• [Task instructions]: Quote verbatim the lines of the records from the line containing "window in the photo above." through the end of the records, inclusive.

--*--

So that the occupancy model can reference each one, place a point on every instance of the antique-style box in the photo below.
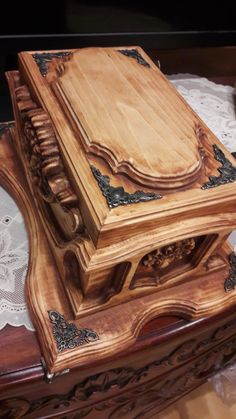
(136, 196)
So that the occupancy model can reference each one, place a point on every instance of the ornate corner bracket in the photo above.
(230, 282)
(116, 196)
(43, 59)
(133, 53)
(227, 171)
(67, 335)
(50, 376)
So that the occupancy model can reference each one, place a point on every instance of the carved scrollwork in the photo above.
(116, 196)
(164, 256)
(43, 59)
(230, 282)
(227, 171)
(45, 163)
(150, 393)
(67, 335)
(5, 127)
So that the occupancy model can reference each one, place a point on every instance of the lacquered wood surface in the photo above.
(15, 367)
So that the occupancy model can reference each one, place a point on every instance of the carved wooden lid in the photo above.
(125, 111)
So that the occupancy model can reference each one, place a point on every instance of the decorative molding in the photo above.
(227, 171)
(5, 126)
(67, 335)
(230, 282)
(133, 53)
(41, 149)
(116, 196)
(43, 59)
(207, 363)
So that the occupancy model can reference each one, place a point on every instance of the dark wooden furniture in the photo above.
(171, 356)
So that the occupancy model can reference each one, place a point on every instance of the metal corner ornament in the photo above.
(230, 282)
(116, 196)
(67, 335)
(227, 171)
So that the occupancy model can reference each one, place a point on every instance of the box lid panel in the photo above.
(126, 112)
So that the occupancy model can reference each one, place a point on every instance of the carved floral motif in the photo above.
(45, 163)
(165, 256)
(67, 335)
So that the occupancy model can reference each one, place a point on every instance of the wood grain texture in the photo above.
(120, 109)
(99, 275)
(205, 296)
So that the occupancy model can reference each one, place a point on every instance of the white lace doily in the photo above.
(214, 104)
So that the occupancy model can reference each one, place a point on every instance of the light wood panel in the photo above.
(202, 403)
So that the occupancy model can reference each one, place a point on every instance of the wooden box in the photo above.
(136, 196)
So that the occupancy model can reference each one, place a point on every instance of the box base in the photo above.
(66, 342)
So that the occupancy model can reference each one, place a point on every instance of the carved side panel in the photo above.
(167, 262)
(45, 164)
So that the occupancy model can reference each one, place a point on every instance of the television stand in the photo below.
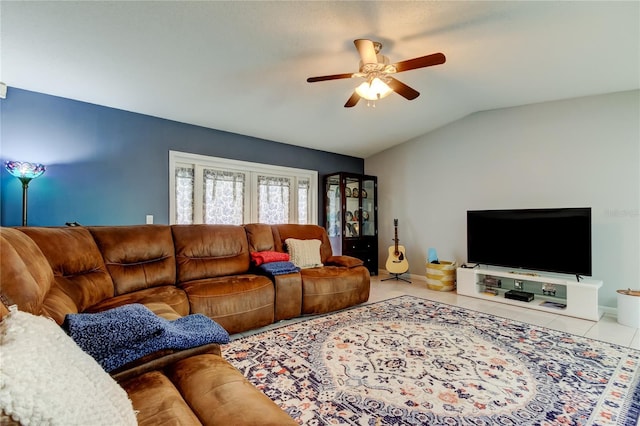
(551, 294)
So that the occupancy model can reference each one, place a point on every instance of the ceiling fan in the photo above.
(376, 70)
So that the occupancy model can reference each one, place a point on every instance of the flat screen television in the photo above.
(550, 240)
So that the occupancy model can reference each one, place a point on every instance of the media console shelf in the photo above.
(560, 296)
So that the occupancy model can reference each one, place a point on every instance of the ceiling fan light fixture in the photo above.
(374, 90)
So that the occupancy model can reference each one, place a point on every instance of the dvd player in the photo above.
(523, 296)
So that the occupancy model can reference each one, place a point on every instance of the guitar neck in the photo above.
(396, 240)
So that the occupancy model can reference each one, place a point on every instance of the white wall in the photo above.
(581, 152)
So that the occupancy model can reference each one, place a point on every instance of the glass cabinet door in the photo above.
(368, 209)
(333, 207)
(351, 216)
(352, 207)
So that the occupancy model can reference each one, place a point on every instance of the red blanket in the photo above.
(260, 257)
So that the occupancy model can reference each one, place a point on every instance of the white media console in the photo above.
(560, 296)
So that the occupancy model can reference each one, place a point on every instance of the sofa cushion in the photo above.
(78, 268)
(69, 388)
(137, 257)
(260, 237)
(208, 381)
(237, 302)
(209, 251)
(302, 232)
(170, 295)
(22, 285)
(304, 253)
(158, 402)
(331, 288)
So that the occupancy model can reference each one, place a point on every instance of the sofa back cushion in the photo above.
(137, 257)
(209, 251)
(78, 269)
(302, 232)
(259, 237)
(25, 274)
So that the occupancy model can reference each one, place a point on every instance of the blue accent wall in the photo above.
(110, 167)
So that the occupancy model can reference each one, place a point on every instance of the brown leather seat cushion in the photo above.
(238, 303)
(220, 395)
(331, 288)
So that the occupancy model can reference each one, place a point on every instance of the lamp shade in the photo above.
(374, 90)
(23, 170)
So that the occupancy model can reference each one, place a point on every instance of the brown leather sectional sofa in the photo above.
(175, 271)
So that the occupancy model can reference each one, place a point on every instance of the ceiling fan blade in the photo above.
(353, 100)
(366, 50)
(402, 89)
(329, 77)
(421, 62)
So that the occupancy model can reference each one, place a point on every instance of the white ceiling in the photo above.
(242, 66)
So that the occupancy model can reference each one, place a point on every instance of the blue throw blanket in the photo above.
(126, 333)
(278, 268)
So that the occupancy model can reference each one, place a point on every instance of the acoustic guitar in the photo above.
(397, 261)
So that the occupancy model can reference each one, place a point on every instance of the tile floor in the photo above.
(607, 329)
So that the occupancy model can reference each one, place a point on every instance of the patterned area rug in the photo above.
(411, 361)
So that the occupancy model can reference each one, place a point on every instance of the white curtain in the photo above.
(184, 195)
(273, 199)
(303, 201)
(223, 197)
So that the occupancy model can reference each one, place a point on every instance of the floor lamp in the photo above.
(25, 172)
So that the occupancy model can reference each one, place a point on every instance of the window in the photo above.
(215, 190)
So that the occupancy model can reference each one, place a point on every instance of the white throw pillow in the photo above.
(304, 253)
(46, 379)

--*--

• [Solution to this task]:
So that the occupancy model can reference each one, place a point on every instance of the window in the photo above.
(215, 190)
So that the occupancy model can reference each one, place a point on every instance of the white throw pillow in the photo above.
(304, 253)
(46, 379)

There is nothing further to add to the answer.